__THE TASK__: Take the data below. Output it exactly from its first line through the line containing "paved ground?".

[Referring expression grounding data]

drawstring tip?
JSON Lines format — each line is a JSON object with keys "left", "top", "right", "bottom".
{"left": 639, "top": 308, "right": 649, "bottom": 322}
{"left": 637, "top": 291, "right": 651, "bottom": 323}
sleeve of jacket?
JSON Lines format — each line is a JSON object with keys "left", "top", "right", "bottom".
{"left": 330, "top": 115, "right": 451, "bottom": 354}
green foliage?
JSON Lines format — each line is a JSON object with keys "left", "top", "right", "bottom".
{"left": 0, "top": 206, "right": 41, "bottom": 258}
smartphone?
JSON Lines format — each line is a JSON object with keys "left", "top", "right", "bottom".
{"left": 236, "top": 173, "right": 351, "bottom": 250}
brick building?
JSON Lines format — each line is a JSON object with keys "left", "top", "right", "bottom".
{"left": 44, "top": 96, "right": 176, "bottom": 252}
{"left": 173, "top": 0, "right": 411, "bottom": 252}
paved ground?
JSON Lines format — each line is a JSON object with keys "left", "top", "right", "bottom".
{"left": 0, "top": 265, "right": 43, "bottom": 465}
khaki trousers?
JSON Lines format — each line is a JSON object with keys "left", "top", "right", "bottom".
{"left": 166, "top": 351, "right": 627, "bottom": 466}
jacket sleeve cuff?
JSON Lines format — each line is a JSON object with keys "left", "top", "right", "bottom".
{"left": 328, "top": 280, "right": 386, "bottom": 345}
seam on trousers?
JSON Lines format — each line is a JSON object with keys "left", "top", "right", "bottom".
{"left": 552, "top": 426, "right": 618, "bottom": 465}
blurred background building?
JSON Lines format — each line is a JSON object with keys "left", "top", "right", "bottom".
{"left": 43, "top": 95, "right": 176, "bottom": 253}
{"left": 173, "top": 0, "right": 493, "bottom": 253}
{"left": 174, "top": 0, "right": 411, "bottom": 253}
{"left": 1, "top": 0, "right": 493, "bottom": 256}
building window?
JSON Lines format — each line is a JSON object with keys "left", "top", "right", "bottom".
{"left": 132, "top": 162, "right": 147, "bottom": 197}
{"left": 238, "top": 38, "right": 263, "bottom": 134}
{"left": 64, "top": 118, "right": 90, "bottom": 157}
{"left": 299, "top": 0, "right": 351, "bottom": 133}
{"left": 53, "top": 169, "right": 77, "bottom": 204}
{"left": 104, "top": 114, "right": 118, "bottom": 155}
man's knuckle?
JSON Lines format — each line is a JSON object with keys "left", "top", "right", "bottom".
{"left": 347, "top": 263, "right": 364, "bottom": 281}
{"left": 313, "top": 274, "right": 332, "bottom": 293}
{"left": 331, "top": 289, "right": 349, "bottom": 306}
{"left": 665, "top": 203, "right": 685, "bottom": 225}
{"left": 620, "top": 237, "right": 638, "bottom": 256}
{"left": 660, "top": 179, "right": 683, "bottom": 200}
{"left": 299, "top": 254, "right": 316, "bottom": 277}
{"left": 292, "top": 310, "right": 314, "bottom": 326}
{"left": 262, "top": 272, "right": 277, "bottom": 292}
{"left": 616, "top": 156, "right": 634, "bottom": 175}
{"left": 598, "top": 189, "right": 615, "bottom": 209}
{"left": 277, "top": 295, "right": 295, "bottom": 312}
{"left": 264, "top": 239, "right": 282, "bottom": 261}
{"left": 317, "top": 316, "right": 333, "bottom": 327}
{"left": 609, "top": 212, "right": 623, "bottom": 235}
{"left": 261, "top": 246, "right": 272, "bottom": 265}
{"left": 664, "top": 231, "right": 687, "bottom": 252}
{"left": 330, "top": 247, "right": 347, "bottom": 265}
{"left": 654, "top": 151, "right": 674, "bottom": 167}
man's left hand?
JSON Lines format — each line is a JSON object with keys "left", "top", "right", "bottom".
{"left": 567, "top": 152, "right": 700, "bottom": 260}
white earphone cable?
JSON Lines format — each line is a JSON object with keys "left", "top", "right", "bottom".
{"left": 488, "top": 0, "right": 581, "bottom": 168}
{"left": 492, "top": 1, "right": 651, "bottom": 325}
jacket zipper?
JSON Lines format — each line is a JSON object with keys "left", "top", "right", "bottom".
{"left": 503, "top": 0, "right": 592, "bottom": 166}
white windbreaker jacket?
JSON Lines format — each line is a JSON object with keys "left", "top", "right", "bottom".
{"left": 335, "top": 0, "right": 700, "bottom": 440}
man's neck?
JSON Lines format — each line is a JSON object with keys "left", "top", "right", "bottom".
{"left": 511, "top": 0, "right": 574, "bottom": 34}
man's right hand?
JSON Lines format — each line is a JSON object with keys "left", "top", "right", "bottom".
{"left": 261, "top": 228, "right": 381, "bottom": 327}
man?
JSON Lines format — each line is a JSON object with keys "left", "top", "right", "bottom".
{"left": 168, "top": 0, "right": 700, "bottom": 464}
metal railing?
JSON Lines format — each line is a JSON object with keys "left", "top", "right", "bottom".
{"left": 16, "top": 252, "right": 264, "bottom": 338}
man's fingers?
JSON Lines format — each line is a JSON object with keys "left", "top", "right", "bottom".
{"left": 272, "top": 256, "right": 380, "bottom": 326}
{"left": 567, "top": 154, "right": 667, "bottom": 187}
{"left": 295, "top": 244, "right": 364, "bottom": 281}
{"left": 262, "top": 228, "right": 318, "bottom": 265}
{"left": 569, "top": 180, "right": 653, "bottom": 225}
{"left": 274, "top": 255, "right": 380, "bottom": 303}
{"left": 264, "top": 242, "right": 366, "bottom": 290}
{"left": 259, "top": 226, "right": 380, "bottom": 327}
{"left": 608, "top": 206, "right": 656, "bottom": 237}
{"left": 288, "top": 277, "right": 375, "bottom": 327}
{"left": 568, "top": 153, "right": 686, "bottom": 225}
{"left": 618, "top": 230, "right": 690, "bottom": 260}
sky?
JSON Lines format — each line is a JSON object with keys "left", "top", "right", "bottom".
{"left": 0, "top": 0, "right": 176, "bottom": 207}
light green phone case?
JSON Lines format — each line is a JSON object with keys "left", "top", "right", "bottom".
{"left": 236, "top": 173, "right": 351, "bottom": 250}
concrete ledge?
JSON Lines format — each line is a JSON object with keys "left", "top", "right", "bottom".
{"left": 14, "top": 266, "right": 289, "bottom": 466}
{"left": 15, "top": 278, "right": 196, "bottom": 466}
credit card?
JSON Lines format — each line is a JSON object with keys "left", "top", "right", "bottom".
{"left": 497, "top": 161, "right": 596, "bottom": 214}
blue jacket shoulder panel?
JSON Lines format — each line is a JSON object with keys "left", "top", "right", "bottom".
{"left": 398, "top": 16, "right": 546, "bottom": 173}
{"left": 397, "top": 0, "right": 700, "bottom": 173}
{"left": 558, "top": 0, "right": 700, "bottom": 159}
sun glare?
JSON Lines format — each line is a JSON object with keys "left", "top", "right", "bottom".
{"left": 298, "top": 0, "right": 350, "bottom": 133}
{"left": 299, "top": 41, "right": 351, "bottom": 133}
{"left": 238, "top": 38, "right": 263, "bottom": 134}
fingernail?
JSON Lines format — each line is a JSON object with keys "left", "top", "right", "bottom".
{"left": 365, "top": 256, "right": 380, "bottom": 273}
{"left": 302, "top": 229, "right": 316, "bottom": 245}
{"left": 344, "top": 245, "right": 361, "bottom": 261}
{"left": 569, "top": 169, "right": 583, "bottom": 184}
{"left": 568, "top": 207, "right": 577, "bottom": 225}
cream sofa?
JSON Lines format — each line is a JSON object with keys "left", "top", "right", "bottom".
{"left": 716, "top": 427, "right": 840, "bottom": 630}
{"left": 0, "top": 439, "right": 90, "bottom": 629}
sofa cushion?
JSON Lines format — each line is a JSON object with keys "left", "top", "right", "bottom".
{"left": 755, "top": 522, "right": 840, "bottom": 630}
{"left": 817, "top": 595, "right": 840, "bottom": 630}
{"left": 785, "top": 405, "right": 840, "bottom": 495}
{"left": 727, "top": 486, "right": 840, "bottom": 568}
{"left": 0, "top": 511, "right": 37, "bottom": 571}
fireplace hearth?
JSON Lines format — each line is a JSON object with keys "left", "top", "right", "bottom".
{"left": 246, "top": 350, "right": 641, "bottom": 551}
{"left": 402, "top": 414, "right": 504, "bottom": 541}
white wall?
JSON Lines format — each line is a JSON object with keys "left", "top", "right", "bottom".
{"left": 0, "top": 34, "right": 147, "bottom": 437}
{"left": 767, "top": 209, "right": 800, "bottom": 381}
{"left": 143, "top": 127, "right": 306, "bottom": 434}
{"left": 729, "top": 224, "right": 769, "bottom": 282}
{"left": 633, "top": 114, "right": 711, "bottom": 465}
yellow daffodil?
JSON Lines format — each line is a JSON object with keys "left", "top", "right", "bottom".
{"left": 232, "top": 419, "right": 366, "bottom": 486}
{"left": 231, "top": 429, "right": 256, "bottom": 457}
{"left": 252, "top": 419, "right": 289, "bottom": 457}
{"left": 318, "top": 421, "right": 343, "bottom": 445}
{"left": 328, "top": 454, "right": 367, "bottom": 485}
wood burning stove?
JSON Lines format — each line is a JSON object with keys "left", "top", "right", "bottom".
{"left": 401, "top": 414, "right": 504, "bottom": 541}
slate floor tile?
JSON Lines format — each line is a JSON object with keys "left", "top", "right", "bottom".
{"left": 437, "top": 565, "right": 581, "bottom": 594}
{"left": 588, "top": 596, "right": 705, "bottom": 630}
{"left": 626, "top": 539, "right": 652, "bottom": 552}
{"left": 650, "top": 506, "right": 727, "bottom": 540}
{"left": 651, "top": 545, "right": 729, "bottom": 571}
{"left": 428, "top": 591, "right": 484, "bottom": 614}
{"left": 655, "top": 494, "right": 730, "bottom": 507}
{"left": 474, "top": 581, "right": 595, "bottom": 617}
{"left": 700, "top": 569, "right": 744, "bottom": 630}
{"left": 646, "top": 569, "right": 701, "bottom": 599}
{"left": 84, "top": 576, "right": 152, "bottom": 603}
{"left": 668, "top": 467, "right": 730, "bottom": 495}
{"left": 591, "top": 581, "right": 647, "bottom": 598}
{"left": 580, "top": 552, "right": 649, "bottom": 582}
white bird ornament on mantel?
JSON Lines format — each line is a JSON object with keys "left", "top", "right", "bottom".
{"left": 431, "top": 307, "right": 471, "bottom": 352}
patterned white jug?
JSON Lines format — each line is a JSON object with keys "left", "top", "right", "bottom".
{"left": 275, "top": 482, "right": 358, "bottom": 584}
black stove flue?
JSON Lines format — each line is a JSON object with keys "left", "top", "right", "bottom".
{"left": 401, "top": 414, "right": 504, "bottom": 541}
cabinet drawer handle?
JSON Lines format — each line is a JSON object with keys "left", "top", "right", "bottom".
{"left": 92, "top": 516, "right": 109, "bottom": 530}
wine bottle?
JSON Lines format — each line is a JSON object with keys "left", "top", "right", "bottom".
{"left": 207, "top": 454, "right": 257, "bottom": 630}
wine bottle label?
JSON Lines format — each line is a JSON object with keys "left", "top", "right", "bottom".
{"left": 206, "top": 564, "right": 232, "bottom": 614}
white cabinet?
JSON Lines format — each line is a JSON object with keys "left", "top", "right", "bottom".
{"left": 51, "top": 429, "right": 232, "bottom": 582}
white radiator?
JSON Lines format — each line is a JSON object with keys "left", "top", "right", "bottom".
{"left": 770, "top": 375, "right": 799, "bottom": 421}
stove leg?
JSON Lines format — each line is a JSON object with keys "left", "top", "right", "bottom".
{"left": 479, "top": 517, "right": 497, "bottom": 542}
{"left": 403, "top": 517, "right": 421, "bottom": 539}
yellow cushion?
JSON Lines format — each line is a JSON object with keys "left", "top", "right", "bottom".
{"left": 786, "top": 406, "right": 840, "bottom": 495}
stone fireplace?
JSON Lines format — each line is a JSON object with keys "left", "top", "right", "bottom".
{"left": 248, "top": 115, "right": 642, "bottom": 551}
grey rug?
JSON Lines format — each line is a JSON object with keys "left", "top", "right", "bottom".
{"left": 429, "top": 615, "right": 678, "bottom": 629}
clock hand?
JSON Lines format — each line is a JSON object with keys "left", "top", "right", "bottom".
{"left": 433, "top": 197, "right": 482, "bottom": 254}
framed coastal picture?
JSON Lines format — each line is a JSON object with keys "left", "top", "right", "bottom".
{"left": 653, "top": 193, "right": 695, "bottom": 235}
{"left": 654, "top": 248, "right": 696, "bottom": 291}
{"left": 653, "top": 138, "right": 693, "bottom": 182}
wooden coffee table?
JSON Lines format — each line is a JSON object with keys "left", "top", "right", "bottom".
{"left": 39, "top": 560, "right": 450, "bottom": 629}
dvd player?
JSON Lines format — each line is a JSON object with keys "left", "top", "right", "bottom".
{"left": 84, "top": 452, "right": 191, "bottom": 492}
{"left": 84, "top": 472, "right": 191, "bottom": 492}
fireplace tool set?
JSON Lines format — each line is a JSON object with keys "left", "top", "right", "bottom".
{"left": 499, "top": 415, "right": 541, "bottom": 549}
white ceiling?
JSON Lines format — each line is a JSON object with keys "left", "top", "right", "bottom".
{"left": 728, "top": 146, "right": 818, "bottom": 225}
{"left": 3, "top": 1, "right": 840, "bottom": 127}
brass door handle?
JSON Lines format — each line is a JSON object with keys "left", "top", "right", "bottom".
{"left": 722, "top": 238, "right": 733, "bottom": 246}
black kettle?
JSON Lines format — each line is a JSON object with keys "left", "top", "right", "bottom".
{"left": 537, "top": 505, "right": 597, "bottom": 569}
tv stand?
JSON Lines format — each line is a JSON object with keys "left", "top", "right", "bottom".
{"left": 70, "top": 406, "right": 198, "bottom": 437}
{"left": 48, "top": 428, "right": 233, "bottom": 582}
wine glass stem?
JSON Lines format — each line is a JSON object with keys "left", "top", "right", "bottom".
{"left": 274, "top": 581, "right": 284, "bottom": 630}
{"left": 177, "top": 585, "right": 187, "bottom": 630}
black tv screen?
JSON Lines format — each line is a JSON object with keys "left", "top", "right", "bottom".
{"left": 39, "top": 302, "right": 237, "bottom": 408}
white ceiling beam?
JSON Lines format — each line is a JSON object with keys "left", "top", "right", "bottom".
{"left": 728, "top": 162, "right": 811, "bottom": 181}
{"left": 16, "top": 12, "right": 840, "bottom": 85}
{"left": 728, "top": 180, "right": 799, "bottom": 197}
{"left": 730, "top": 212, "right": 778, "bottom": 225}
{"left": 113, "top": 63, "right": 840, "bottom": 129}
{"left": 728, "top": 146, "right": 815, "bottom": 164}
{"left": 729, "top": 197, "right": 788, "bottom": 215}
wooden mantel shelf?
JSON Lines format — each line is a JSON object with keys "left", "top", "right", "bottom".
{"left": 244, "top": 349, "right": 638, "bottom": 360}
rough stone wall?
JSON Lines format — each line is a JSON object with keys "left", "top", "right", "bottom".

__FINISHED TASK__:
drawstring tip?
JSON Lines format — each line is a JSON object with keys "left", "top", "right", "bottom".
{"left": 639, "top": 308, "right": 649, "bottom": 322}
{"left": 637, "top": 291, "right": 651, "bottom": 323}
sleeve of jacket?
JSON Lines format — each line is a JSON object with keys "left", "top", "right", "bottom".
{"left": 330, "top": 115, "right": 451, "bottom": 354}
green foliage?
JSON Lines format — each line is a JSON object with keys "left", "top", "right", "bottom".
{"left": 0, "top": 206, "right": 41, "bottom": 258}
smartphone?
JSON Lines format — each line is a JSON object with keys "left", "top", "right", "bottom".
{"left": 236, "top": 173, "right": 351, "bottom": 250}
brick building?
JSON Lines format — each line is a JSON object with keys "left", "top", "right", "bottom".
{"left": 44, "top": 96, "right": 176, "bottom": 252}
{"left": 173, "top": 0, "right": 411, "bottom": 252}
paved ground?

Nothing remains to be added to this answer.